> [TEXTO MOSTRADO]
◆ ◆ ◆ ◆ ◆
Existen dos diferencias fundamentales entre caminar y correr. Corriendo, sometemos a rodillas y espalda a un impacto continuo que no se produce caminando. Además, el ritmo cardíaco es, por lo general, más acelerado.
Es habitual ver en parques y gimnasios a gente que resopla mientras corre, con la cara congestionada, haciendo un gran esfuerzo. No es buena idea. Como referencia, el ritmo cardíaco ideal, según todos los expertos, debería ser aquel que nos permita hablar cómodamente, pero que no nos permita cantar.
En cualquier caso, antes de ponerse a hacer ejercicio, es recomendable acudir al médico para conocer nuestras posibles limitaciones y adaptar el esfuerzo que vayamos a hacer a nuestras capacidades físicas reales.
Si, una vez analizados todos los factores, llegas a la conclusión que el ejercicio que mejor te encaja es el de caminar –un deporte que no requiere entrenamiento previo y que es accesible para la mayoría de las personas– enhorabuena.
No sólo te servirá para mejorar tu estado físico, al mantener tu cuerpo y tu corazón activo. También ayudará a tu mente. “Solo puedo meditar cuando estoy paseando. Cuando paro, cesa mi pensamiento; mi mente trabaja a la par que mis piernas”, decía Rousseau.
Al igual que ocurre con muchas personas que corren, la marcha también puede llegar a provocar sentimientos de euforia. Algunos no llegan tan lejos y solo experimentan un efecto tranquilizante. No es poco.
Un estudio de la Universidad de Massachusetts indicaba que los niveles de ansiedad de los sujetos analizados descendía una media del 14% después de un paseo de unos 40 minutos. Un arma excelente para enfrentarse al estrés.
Visto así, no hace falta correr para todo.
◆ ◆ ◆ ◆ ◆
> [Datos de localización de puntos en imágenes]
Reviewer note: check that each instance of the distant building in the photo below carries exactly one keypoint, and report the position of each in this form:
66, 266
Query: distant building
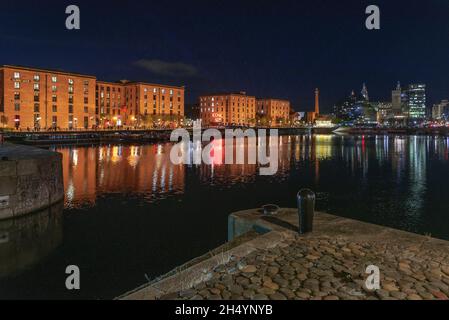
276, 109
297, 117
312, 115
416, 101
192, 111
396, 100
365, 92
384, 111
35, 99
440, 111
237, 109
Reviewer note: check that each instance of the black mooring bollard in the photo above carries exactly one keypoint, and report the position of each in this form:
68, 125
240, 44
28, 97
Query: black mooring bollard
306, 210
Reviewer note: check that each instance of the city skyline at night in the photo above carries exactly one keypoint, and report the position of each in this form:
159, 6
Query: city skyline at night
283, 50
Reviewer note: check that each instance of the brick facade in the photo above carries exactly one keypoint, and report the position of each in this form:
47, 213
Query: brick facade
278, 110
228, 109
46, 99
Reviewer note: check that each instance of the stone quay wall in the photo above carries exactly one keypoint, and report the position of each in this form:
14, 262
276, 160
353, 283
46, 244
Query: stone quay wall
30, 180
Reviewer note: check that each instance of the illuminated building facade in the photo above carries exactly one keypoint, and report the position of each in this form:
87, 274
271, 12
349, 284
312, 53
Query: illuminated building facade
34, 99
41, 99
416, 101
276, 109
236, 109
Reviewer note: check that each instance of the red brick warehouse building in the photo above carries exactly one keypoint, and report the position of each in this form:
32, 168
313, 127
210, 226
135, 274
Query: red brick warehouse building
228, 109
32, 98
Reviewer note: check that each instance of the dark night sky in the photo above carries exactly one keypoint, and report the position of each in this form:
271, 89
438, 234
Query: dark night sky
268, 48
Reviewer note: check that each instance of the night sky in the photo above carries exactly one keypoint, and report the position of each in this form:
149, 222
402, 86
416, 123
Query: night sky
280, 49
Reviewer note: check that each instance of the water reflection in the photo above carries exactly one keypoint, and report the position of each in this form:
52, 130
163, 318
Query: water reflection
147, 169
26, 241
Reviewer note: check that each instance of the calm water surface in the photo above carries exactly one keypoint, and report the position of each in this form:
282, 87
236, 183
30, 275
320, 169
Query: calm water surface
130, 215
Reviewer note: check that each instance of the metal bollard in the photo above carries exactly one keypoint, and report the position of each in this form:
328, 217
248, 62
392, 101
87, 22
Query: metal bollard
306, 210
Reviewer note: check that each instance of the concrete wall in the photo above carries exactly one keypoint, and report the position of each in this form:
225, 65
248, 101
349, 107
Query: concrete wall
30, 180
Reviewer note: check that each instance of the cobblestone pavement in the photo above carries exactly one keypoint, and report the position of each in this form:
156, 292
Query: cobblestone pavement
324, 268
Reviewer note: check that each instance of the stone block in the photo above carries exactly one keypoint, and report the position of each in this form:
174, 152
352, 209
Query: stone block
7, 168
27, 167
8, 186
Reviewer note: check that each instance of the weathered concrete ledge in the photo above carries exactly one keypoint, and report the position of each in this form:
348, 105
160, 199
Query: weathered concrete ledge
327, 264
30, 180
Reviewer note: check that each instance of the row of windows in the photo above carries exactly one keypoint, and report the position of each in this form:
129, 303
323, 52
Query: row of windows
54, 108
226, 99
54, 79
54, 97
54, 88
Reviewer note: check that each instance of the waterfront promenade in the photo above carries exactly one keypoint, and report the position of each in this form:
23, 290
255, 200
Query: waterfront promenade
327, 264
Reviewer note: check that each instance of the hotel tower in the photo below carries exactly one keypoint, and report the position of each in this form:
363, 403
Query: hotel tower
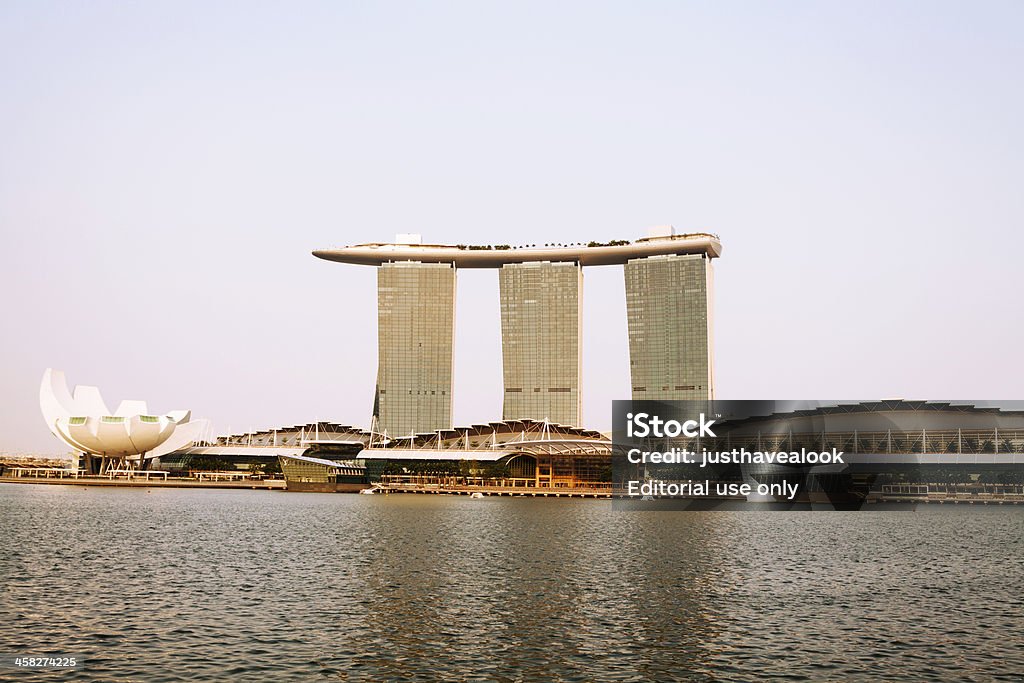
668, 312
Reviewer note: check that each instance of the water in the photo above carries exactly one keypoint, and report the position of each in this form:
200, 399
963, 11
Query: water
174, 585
◆ ◆ ◆ ◆ ◆
> [INSTRUCCIONES DE LA TAREA]
Responde a partir del texto sobre caminar y correr:
(a) ¿Qué partes del cuerpo sufren un impacto continuo al correr?
(b) ¿Qué ritmo cardíaco se considera ideal según los expertos?
(c) ¿Cuánto descendían en promedio los niveles de ansiedad en el estudio de la Universidad de Massachusetts, y después de qué paseo?

> [ÁREA DE RESPUESTA]
(a) Las rodillas y la espalda.
(b) Aquel que permita hablar cómodamente, pero no cantar.
(c) Una media del 14%, después de un paseo de unos 40 minutos.